That certainty comes from the way the pain has been responding to the enormous amount of psychological work I've been doing (It's pretty much my full-time job now).
I've had a number of good pain days as a direct consequence of psychological revelations, or in response to things I've tried, like mantras or affirmations.
It's obviously a good thing that I now know this, and it means I'm doing entirely the right thing concentrating on therapy. But it gives me an idea of how hard it's going to be to rid myself of the pain (and the therapist told me today she doesn't think it will ever stop, which really upset me, but I'm choosing not to accept or believe that).
I'm already finding this process incredibly hard. It's the shift from a good day, back to a bad one that undoes me.
When you get a good day, you have to commit to it, or you just 'think' yourself into pain. But with 'committing' to the day - getting on and doing things, trying to enjoy the respite - comes the inevitable hope-slash-expectation that things are going to stay better. Then when they don't - when the next day is crap again - you crash again. And the disappointment hits you harder each time.
Yesterday it was so bad, I was on the verge of quitting therapy. It would be so much less distressing to go back to pain-every-day, then to have to cope with this constant hope-disappointment-hope-disappointment cycle. I desperately want the pain to stop, but this mid-way point is unbearable.

ABOUT THIS TASK:
Check each statement against the post above about pain and therapy. Answer yes or no, and quote the deciding words from the post.
1. The therapist said she expects the pain to stop eventually.
2. The writer has had good pain days after trying mantras or affirmations.
3. The writer came close to quitting therapy yesterday.

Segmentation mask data

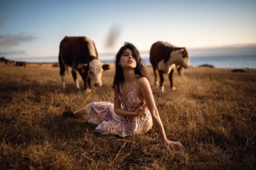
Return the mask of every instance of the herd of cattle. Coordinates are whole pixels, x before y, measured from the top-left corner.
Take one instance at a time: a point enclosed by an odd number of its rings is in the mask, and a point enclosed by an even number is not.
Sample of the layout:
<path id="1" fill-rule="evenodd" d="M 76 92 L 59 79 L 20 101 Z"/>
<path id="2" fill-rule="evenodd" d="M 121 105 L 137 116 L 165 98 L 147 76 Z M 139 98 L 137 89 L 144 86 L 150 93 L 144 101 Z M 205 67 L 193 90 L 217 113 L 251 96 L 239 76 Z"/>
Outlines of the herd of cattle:
<path id="1" fill-rule="evenodd" d="M 152 45 L 150 51 L 150 61 L 155 75 L 155 84 L 158 85 L 156 71 L 160 77 L 160 88 L 164 91 L 163 74 L 168 74 L 172 90 L 175 90 L 172 76 L 176 68 L 179 71 L 190 65 L 188 51 L 185 47 L 177 47 L 167 42 L 157 42 Z M 90 91 L 91 84 L 100 86 L 104 71 L 110 68 L 108 64 L 98 60 L 94 43 L 86 36 L 65 36 L 60 44 L 59 54 L 61 84 L 65 88 L 64 77 L 67 67 L 72 68 L 75 85 L 80 89 L 77 72 L 84 83 L 84 89 Z"/>
<path id="2" fill-rule="evenodd" d="M 77 80 L 78 72 L 84 81 L 84 88 L 90 92 L 91 85 L 101 86 L 101 77 L 104 71 L 110 65 L 99 61 L 98 52 L 94 43 L 86 36 L 65 36 L 59 47 L 59 64 L 61 85 L 65 88 L 64 76 L 68 67 L 72 68 L 72 74 L 76 88 L 80 89 Z M 158 85 L 158 71 L 160 77 L 159 88 L 164 92 L 164 74 L 168 74 L 172 90 L 175 90 L 173 83 L 173 73 L 175 69 L 190 66 L 188 51 L 185 47 L 174 46 L 168 42 L 156 42 L 150 51 L 150 61 L 155 76 L 155 84 Z M 26 67 L 26 63 L 5 60 L 7 65 Z"/>

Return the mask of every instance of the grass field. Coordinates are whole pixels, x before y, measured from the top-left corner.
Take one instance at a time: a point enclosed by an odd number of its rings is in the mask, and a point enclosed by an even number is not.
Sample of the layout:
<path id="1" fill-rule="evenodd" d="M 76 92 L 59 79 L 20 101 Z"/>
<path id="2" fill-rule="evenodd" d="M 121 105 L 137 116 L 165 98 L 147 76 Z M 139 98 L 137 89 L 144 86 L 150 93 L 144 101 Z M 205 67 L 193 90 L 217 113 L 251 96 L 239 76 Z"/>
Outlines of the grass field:
<path id="1" fill-rule="evenodd" d="M 62 113 L 93 101 L 113 102 L 114 65 L 90 93 L 74 88 L 71 73 L 60 89 L 59 68 L 0 64 L 0 169 L 255 169 L 256 70 L 194 67 L 166 75 L 163 93 L 149 81 L 167 135 L 99 135 L 86 117 Z M 83 86 L 80 77 L 80 86 Z"/>

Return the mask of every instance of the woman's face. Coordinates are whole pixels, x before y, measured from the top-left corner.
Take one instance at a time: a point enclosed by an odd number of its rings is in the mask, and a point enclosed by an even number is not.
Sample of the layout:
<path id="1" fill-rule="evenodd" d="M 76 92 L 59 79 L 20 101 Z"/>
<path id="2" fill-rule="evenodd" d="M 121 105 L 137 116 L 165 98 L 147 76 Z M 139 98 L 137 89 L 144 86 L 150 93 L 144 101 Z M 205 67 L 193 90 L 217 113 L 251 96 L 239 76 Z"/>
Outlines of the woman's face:
<path id="1" fill-rule="evenodd" d="M 133 51 L 126 48 L 122 54 L 119 63 L 122 68 L 135 68 L 137 65 L 136 60 L 133 56 Z"/>

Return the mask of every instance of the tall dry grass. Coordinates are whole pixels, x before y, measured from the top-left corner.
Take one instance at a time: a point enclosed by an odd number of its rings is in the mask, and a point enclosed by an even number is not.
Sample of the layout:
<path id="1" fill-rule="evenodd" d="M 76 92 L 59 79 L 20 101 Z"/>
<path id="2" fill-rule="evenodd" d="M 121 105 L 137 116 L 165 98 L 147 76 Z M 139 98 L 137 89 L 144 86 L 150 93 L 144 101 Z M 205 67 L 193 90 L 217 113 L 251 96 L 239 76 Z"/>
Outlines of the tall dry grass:
<path id="1" fill-rule="evenodd" d="M 254 169 L 255 168 L 256 70 L 190 68 L 175 72 L 176 91 L 154 86 L 168 138 L 184 149 L 163 143 L 155 128 L 141 135 L 98 135 L 86 117 L 62 113 L 90 102 L 113 101 L 114 67 L 102 87 L 75 90 L 71 74 L 61 90 L 59 68 L 0 64 L 0 169 Z M 79 77 L 80 85 L 82 86 Z"/>

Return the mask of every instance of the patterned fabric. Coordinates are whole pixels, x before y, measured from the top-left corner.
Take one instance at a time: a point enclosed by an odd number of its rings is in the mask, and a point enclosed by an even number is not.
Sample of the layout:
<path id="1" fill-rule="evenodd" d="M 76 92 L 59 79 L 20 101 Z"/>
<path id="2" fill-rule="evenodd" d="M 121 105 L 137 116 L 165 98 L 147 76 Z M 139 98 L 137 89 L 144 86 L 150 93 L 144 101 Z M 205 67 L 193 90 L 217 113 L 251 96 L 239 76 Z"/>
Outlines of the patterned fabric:
<path id="1" fill-rule="evenodd" d="M 131 86 L 125 101 L 119 96 L 121 107 L 134 111 L 141 103 L 135 92 L 136 82 Z M 88 114 L 89 123 L 98 125 L 96 131 L 102 135 L 115 134 L 125 137 L 147 132 L 152 128 L 153 122 L 148 110 L 139 117 L 127 118 L 116 114 L 114 104 L 106 102 L 92 102 L 85 109 Z"/>

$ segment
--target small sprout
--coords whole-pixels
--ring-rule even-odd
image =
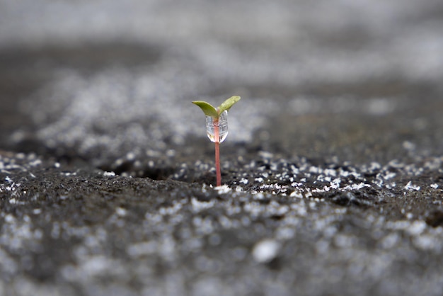
[[[239,96],[231,96],[217,108],[203,101],[192,102],[199,106],[206,115],[206,132],[209,140],[215,143],[215,170],[217,186],[222,185],[219,144],[228,135],[228,111],[238,101],[240,101]]]

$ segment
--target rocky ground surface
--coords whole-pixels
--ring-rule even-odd
[[[439,2],[0,1],[0,295],[441,295]]]

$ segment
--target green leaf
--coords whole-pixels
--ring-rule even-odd
[[[240,97],[238,96],[234,96],[222,103],[222,105],[217,108],[219,114],[222,114],[225,110],[229,111],[231,107],[238,101],[240,101]]]
[[[193,103],[199,106],[205,115],[211,116],[214,118],[219,118],[219,113],[217,112],[217,109],[212,105],[203,101],[194,101]]]

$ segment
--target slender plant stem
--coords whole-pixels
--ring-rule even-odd
[[[220,171],[220,136],[219,132],[219,120],[214,120],[214,137],[215,137],[215,171],[217,174],[217,186],[222,186],[222,172]]]

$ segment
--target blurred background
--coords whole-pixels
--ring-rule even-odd
[[[1,0],[0,149],[212,160],[190,102],[239,95],[229,153],[426,157],[442,32],[439,0]]]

FINISHED EXERCISE:
1. No: "the therapist told me today she doesn't think it will ever stop"
2. Yes: "or in response to things I've tried, like mantras or affirmations"
3. Yes: "Yesterday it was so bad, I was on the verge of quitting therapy."